■ EXTRACTED INFORMATION:
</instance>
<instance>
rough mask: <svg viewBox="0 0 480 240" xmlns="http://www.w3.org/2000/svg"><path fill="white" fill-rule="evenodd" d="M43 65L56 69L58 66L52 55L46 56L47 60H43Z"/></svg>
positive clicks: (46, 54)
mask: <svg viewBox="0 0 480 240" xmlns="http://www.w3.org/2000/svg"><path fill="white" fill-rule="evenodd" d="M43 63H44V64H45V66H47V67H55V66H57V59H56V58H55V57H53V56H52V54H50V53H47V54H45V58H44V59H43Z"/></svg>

■ DIRECTIONS FOR THIS TASK: Reproduce the data above verbatim, preserving every line in its original order.

■ REPLY TO THE EXERCISE:
</instance>
<instance>
rough mask: <svg viewBox="0 0 480 240" xmlns="http://www.w3.org/2000/svg"><path fill="white" fill-rule="evenodd" d="M43 65L56 69L58 66L52 55L46 56L47 60H43Z"/></svg>
positive clicks: (46, 54)
mask: <svg viewBox="0 0 480 240" xmlns="http://www.w3.org/2000/svg"><path fill="white" fill-rule="evenodd" d="M43 63H44V64H45V66H47V67H55V66H57V59H56V58H55V57H53V56H52V54H50V53H47V54H45V58H44V59H43Z"/></svg>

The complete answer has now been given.